### EXERCISE TEXT:
★ ★ ★ ★ ★ ★ ★

Ads create false needs that make us crave brand names and material possessions.

The validity of this criticism depends on how you define a “need.” If we believe that all consumers need is the basic functional benefits of products—the transportation a car provides, the nutrition we get from food, and the clean hair from a shampoo—then advertising may be guilty as charged. If, on the other hand, you think you need a car that projects a cool image, food that tastes fantastic, and a shampoo that

makes your hair shine and smell ever so nice, then advertising is just a vehicle that communicates those more intangible benefits.

Critics say that advertising makes us buy products that we don’t need—or even want—but that we think we must have. In his seminal book The Affluent Society, economist John Kenneth Galbraith portrayed advertising as “manipulating the public by creating artificial needs and wants.” [19] He charged that radio and TV manipulate the masses. His view was that ads created new desires, encouraging consumers to spend their scarce resources buying highly advertised products rather than on basic items that fulfilled actual needs.

Galbraith voiced a common fear—that marketers link their products to desirable social attributes so that people feel measured by what they buy and guilty or anxious if they don’t measure up. As an example, when the eminent psychologist John Watson joined the J. Walter Thompson (now JWT) advertising agency, he worked on a campaign for Johnson’s baby powder. In a 1925 lecture, he explained how he increased sales of the baby powder by making the mother who did not use it “feel bad, that she was less of a mother, not really a good mother.” [20]

But is advertising really all-powerful? The reality is that 40 percent to 80 percent of all new products fail.

Advertising can’t magically make a product succeed (at least for very long) if it doesn’t have some merit.

★ ★ ★ ★ ★ ★ ★

### TO DO:
#1 In the text on advertising criticism, rewrite the paragraph beginning "Critics say that advertising makes us buy" as a shorter bulleted list that keeps its main facts.
#2 Output the part of the text on advertising criticism between "Galbraith voiced a" and "have some merit.", inclusive, with its wording unchanged.
#3 Pick up the text on advertising criticism after its final sentence and continue it.

★ ★ ★ ★ ★ ★ ★

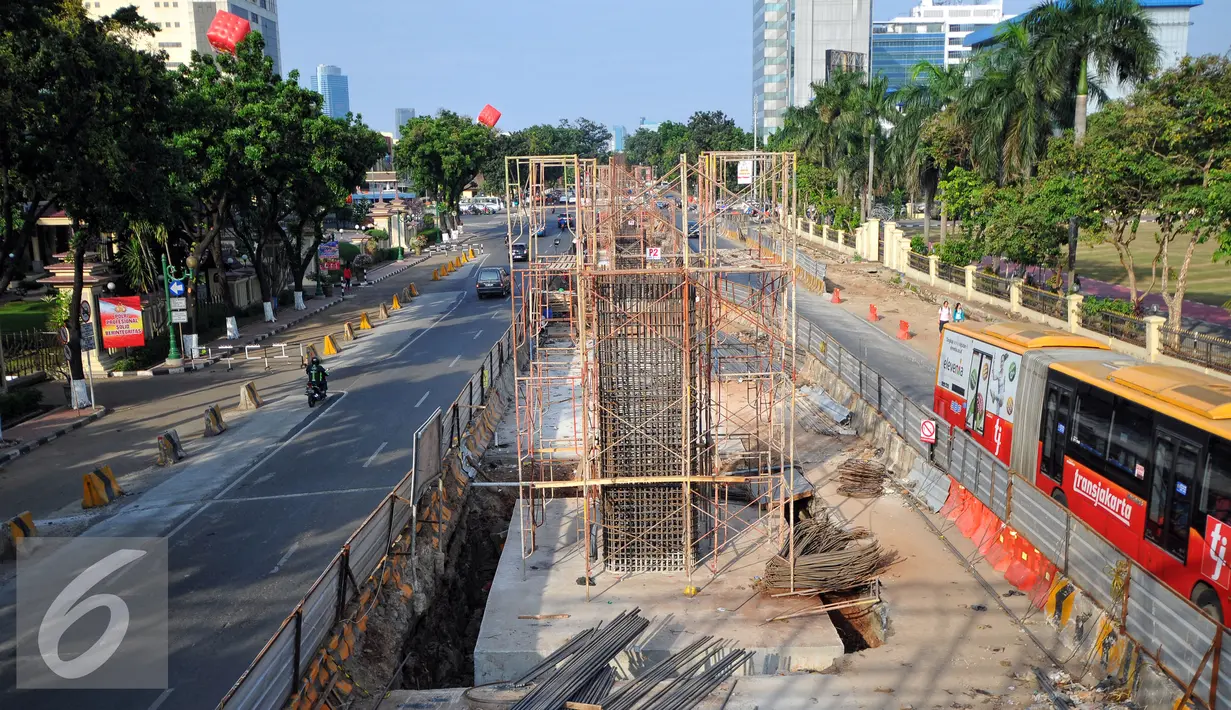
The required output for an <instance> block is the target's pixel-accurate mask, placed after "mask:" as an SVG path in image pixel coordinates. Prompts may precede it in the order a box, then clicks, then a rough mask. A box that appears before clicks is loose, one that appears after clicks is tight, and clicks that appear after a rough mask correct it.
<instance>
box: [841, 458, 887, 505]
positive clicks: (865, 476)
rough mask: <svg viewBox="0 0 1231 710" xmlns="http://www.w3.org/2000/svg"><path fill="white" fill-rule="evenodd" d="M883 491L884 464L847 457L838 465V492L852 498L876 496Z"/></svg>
mask: <svg viewBox="0 0 1231 710" xmlns="http://www.w3.org/2000/svg"><path fill="white" fill-rule="evenodd" d="M884 491H885V464H880V463H876V461H864V460H862V459H856V458H849V459H847V460H844V461H842V464H841V465H838V492H840V493H842V495H843V496H849V497H852V498H876V497H880V495H881V493H883V492H884Z"/></svg>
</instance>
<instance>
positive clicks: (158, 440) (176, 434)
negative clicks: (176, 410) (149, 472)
mask: <svg viewBox="0 0 1231 710" xmlns="http://www.w3.org/2000/svg"><path fill="white" fill-rule="evenodd" d="M187 455H188V454H187V453H186V452H185V450H183V447H182V445H181V444H180V433H178V432H176V431H175V429H167V431H165V432H162V433H161V434H159V436H158V460H156V461H155V463H158V465H160V466H170V465H171V464H174V463H176V461H182V460H183V459H185V458H187Z"/></svg>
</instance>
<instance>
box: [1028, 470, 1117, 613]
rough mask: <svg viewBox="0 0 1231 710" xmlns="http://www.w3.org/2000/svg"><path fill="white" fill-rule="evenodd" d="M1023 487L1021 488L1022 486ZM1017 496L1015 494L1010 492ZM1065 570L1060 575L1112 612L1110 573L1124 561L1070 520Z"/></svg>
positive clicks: (1104, 542)
mask: <svg viewBox="0 0 1231 710" xmlns="http://www.w3.org/2000/svg"><path fill="white" fill-rule="evenodd" d="M1023 487H1024V486H1023ZM1013 495H1014V496H1016V495H1017V491H1014V492H1013ZM1069 525H1070V528H1069V556H1067V557H1066V560H1067V562H1069V564H1067V566H1066V567H1065V568H1062V570H1061V571H1062V572H1065V573H1066V575H1067V576H1069V578H1071V580H1072V581H1073V582H1076V583H1077V586H1078V587H1081V588H1082V589H1083V591H1085V592H1086V593H1087V594H1089V596H1091V597H1093V598H1094V600H1096V602H1098V604H1099V605H1101V607H1103V608H1104V609H1110V608H1112V573H1113V570H1114V568H1115V566H1117V564H1119V562H1124V561H1126V560H1128V557H1125V556H1124V555H1121V554H1120V552H1119V550H1117V549H1115V548H1113V546H1112V545H1110V544H1109V543H1107V540H1104V539H1103V538H1101V536H1099V535H1098V534H1096V533H1094V532H1093V530H1091V529H1089V528H1087V527H1086V524H1085V523H1082V522H1080V521H1073V519H1071V518H1070V523H1069Z"/></svg>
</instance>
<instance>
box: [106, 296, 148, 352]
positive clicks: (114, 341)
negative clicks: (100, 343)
mask: <svg viewBox="0 0 1231 710" xmlns="http://www.w3.org/2000/svg"><path fill="white" fill-rule="evenodd" d="M98 319H100V325H101V326H102V347H105V348H113V347H142V346H144V345H145V324H144V322H143V321H142V298H140V297H139V295H124V297H116V298H100V299H98Z"/></svg>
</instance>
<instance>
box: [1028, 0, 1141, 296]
mask: <svg viewBox="0 0 1231 710" xmlns="http://www.w3.org/2000/svg"><path fill="white" fill-rule="evenodd" d="M1024 22H1025V26H1027V27H1028V28H1029V32H1030V34H1032V36H1033V37H1034V44H1035V52H1037V53H1038V63H1039V65H1040V66H1041V68H1043V74H1044V75H1050V76H1059V78H1065V79H1069V80H1070V81H1071V84H1070V86H1071V94H1072V96H1073V97H1075V102H1073V123H1072V126H1073V140H1075V142H1076V144H1077V145H1078V146H1080V145H1081V144H1082V142H1083V140H1085V138H1086V114H1087V103H1088V98H1089V89H1091V82H1089V65H1091V64H1093V65H1094V70H1096V75H1097V76H1099V78H1110V79H1113V80H1118V81H1144V80H1146V79H1149V78H1150V75H1151V74H1152V73H1153V70H1155V66H1156V65H1157V64H1158V43H1157V42H1156V41H1155V38H1153V34H1152V33H1151V25H1152V23H1151V21H1150V18H1149V17H1147V16H1146V14H1145V10H1142V9H1141V6H1140V5H1139V4H1137V0H1062V1H1061V0H1049V1H1048V2H1045V4H1043V5H1040V6H1038V7H1035V9H1033V10H1030V11H1029V12H1028V14H1027V16H1025V20H1024ZM1076 266H1077V224H1076V223H1072V224H1070V225H1069V279H1070V282H1069V283H1070V289H1072V284H1073V283H1076V278H1077V269H1076Z"/></svg>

★ ★ ★ ★ ★ ★ ★

### RESULTS IN ORDER:
#1
- Critics say advertising makes us buy products we don't need or even want but think we must have.
- In *The Affluent Society*, economist John Kenneth Galbraith described advertising as "manipulating the public by creating artificial needs and wants."
- He charged that radio and TV manipulate the masses.
- In his view, ads created new desires, so consumers spent scarce resources on heavily advertised products instead of basic items that met actual needs.

#2
Galbraith voiced a common fear—that marketers link their products to desirable social attributes so that people feel measured by what they buy and guilty or anxious if they don’t measure up. As an example, when the eminent psychologist John Watson joined the J. Walter Thompson (now JWT) advertising agency, he worked on a campaign for Johnson’s baby powder. In a 1925 lecture, he explained how he increased sales of the baby powder by making the mother who did not use it “feel bad, that she was less of a mother, not really a good mother.” [20]

But is advertising really all-powerful? The reality is that 40 percent to 80 percent of all new products fail.

Advertising can’t magically make a product succeed (at least for very long) if it doesn’t have some merit.

#3
Johnson’s baby powder would not still be on store shelves after more than 110 years if it didn’t provide some benefit. As one former advertising agency president noted, “The fact of the matter is we are successful in selling good products and unsuccessful in selling poor ones. In the end, consumer satisfaction, or lack of it, is more powerful than all our tools and ingenuity put together. You know the story: we had the perfect dog food except for one thing—the dog wouldn’t eat it.” [21] The heart of the matter is: does advertising give people what they want, or does it tell them what they should want?

In fact, we can even make the argument (one that advertisers such as high-end stores like Neiman-Marcus, Prada, or Tiffany surely will welcome) that we should want things we can’t afford. According to author James Twitchell, not everyone can buy a $200 cashmere sweater from Saks for their baby—but we can always dream of owning one. He claims that such a collective dream life is important to the

continuing vigor of a culture. In the bigger scheme of things, advertising is a simple reflection of an age-old drive: “Human beings did not suddenly become materialistic. We have always been desirous of things.” [22]

Luxury products are not a bad or wasteful thing (goes this argument) because history shows that one generation’s decadent indulgence becomes the next generation’s bare necessity. Former luxury products that are now in daily use include buttons, window glass, rugs, door handles, pillows, mirrors, combs, and umbrellas, not to mention cars, electric lights, and indoor plumbing. The phenomenon of striving to afford “luxury” is the driving force for a rising standard of living. When we buy a luxury good, we increase the demand for it, which leads companies to produce more of it, ultimately leading to lower prices that make it affordable to the masses. At the same time that each new luxury creates new demand, it also creates the potential for a new industry with new jobs that enable people to afford the new luxuries.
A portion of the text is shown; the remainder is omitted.